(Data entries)

-=-=-

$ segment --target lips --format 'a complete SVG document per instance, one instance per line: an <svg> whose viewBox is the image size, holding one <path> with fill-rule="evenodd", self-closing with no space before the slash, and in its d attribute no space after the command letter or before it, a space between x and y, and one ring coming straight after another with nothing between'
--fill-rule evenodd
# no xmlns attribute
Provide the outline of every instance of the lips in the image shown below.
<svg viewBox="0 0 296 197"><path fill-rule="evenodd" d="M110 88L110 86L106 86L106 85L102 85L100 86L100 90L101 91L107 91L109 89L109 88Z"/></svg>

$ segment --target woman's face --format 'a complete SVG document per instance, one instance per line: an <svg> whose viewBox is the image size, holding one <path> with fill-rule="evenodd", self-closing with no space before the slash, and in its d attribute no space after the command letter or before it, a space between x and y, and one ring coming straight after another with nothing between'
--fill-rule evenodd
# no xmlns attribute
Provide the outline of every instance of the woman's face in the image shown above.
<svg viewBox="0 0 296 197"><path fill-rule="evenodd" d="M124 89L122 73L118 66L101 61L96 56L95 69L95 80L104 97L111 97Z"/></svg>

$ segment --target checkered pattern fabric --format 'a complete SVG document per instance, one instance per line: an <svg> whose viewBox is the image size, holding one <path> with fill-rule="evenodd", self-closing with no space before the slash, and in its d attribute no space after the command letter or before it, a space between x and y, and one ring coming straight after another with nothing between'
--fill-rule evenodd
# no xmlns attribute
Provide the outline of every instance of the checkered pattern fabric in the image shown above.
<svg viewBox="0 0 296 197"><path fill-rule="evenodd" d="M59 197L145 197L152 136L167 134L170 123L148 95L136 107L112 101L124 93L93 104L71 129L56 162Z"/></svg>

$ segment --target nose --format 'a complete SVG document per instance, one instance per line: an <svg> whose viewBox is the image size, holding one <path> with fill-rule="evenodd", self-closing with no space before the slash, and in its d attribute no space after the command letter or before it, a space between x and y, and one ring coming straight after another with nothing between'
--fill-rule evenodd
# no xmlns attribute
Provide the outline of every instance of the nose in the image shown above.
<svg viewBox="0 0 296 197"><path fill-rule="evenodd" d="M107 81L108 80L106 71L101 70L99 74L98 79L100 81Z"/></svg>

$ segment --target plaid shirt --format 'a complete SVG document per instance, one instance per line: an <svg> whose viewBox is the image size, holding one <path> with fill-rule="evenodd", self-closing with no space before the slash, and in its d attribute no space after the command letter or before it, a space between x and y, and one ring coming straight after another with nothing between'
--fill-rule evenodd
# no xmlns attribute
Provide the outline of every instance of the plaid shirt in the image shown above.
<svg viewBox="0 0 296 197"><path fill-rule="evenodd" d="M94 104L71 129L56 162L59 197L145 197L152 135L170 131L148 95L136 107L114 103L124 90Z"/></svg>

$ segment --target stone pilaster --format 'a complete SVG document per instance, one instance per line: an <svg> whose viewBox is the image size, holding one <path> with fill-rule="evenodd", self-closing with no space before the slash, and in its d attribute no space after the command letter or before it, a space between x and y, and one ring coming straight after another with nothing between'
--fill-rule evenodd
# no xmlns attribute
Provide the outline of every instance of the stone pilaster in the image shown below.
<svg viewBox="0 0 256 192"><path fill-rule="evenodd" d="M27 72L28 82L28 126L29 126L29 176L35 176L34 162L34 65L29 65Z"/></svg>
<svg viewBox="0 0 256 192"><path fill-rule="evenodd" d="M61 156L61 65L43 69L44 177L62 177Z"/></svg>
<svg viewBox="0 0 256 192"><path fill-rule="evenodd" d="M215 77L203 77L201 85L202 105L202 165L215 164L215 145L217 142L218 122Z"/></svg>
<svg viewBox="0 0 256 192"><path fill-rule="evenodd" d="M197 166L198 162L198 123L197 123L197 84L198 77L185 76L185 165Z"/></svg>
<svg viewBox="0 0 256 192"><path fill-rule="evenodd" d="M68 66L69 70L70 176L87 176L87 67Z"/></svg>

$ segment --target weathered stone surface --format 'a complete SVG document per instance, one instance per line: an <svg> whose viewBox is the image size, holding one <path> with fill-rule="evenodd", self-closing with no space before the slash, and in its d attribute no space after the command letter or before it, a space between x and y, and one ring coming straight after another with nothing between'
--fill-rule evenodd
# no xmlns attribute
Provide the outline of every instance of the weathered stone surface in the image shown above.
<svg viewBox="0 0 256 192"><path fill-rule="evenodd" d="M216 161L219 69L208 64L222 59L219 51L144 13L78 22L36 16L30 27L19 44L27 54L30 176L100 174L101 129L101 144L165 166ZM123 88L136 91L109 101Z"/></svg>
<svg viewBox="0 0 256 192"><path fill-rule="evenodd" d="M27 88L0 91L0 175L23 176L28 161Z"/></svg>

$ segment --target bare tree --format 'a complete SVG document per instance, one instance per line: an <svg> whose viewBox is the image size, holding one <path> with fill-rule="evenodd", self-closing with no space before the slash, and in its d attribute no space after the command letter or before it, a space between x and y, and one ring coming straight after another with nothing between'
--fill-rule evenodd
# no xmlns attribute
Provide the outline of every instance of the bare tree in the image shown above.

-=-=-

▸ DIRECTIONS FOR THIS TASK
Copy all of the records above line by line, changing nothing and leaving nothing out.

▸ EXPECTED ANSWER
$ segment --target lips --format 'a complete SVG document per instance, one instance per line: an <svg> whose viewBox is the image size, holding one <path> with fill-rule="evenodd", self-closing with no space before the slash, and in its d attribute no space after the command letter or before it, a space between x and y, and one ring coming straight after another with nothing between'
--fill-rule evenodd
# no xmlns attribute
Provide the outline of every instance of the lips in the image shown below.
<svg viewBox="0 0 296 197"><path fill-rule="evenodd" d="M110 88L110 86L106 86L106 85L102 85L100 86L100 90L101 91L107 91L109 89L109 88Z"/></svg>

$ segment --target woman's face --format 'a complete SVG document per instance, one instance per line: an <svg> whose viewBox is the image size, holding one <path> with fill-rule="evenodd", self-closing with no space before the slash, and in its d attribute no space after the command letter or before it, a space between x and y, and one ring coming straight after another with nothing between'
--fill-rule evenodd
# no xmlns attribute
Provide the outline of every instance of the woman's face in the image shown above.
<svg viewBox="0 0 296 197"><path fill-rule="evenodd" d="M124 89L122 73L118 66L101 61L96 56L95 69L95 80L104 97L111 97Z"/></svg>

$ segment --target checkered pattern fabric --format 'a complete SVG document per instance, one instance per line: an <svg> whose viewBox is the image size, holding one <path> with fill-rule="evenodd", self-closing with no space before the slash, and in its d attribute no space after the command letter or before it, a space between x and y, and one ring coming straight after another with nothing between'
--fill-rule evenodd
# no xmlns attribute
Provide the outline of every instance of the checkered pattern fabric in the image shown above.
<svg viewBox="0 0 296 197"><path fill-rule="evenodd" d="M59 197L145 197L152 136L167 134L170 123L148 95L136 107L112 101L124 93L93 104L71 129L56 162Z"/></svg>

$ segment --target nose --format 'a complete SVG document per instance, one instance per line: an <svg> whose viewBox is the image size, holding one <path> with fill-rule="evenodd", self-closing with no space before the slash, and in its d attribute no space after the command letter or before it, a space between x and y, and one ring coming straight after another with nothing between'
--fill-rule evenodd
# no xmlns attribute
Provide the outline of every instance of the nose in the image shown above.
<svg viewBox="0 0 296 197"><path fill-rule="evenodd" d="M107 81L108 80L106 71L101 70L99 74L98 79L100 81Z"/></svg>

$ segment --target plaid shirt --format 'a complete SVG document per instance, one instance per line: an <svg> whose viewBox is the image size, holding one <path> with fill-rule="evenodd", self-closing with no space before the slash, and in its d attribute no space after the command letter or before it, a space between x and y, and one ring coming straight after another with nothing between'
--fill-rule evenodd
# no xmlns attribute
Provide the outline of every instance of the plaid shirt in the image shown above.
<svg viewBox="0 0 296 197"><path fill-rule="evenodd" d="M94 104L71 129L56 162L59 197L145 197L152 135L170 131L148 95L136 107L114 103L124 90Z"/></svg>

$ segment --target stone pilaster --format 'a complete SVG document per instance, one instance per line: an <svg> whose viewBox is the image size, holding one <path> with fill-rule="evenodd", self-closing with no space before the slash, and in its d attribute no space after the command letter or before it, a space between x and y, and one ring coming straight after another with nothing between'
--fill-rule evenodd
# no xmlns attribute
Provide the outline of every instance of the stone pilaster in the image shown below.
<svg viewBox="0 0 256 192"><path fill-rule="evenodd" d="M27 72L28 82L28 126L29 126L29 176L35 176L34 162L34 65L29 65Z"/></svg>
<svg viewBox="0 0 256 192"><path fill-rule="evenodd" d="M61 156L61 65L43 69L44 177L62 177Z"/></svg>
<svg viewBox="0 0 256 192"><path fill-rule="evenodd" d="M215 77L203 77L201 85L202 105L202 165L215 164L215 145L217 142L218 122Z"/></svg>
<svg viewBox="0 0 256 192"><path fill-rule="evenodd" d="M197 166L198 162L198 123L197 123L197 84L198 77L185 76L185 165Z"/></svg>
<svg viewBox="0 0 256 192"><path fill-rule="evenodd" d="M68 66L69 70L70 176L87 176L87 67Z"/></svg>

$ segment --target weathered stone surface --format 'a complete SVG document per instance, one instance per line: an <svg> whose viewBox is the image size, holding one <path> with fill-rule="evenodd", self-closing with no space before the slash, and in its d attribute no space after the command letter or before it, a space between x and y, and one ring coming straight after another with nothing between'
--fill-rule evenodd
# no xmlns attribute
Provide the outline of every instance of the weathered stone surface in the image shown above.
<svg viewBox="0 0 256 192"><path fill-rule="evenodd" d="M216 161L219 69L208 64L222 59L219 51L144 13L78 22L36 16L30 27L19 44L27 54L30 176L100 174L101 129L101 144L165 166ZM123 88L136 91L109 101Z"/></svg>
<svg viewBox="0 0 256 192"><path fill-rule="evenodd" d="M27 88L0 91L0 175L23 176L28 161Z"/></svg>

$ segment --target bare tree --format 'a complete SVG document per instance, one instance per line: an <svg> whose viewBox is the image size, holding one <path> with fill-rule="evenodd", self-closing with no space before the slash, and in its d attribute no space after the command letter or before it, a space between x and y, and one ring coming straight after another with nothing between'
--fill-rule evenodd
# no xmlns attribute
Provide the outline of every instance of the bare tree in the image shown above.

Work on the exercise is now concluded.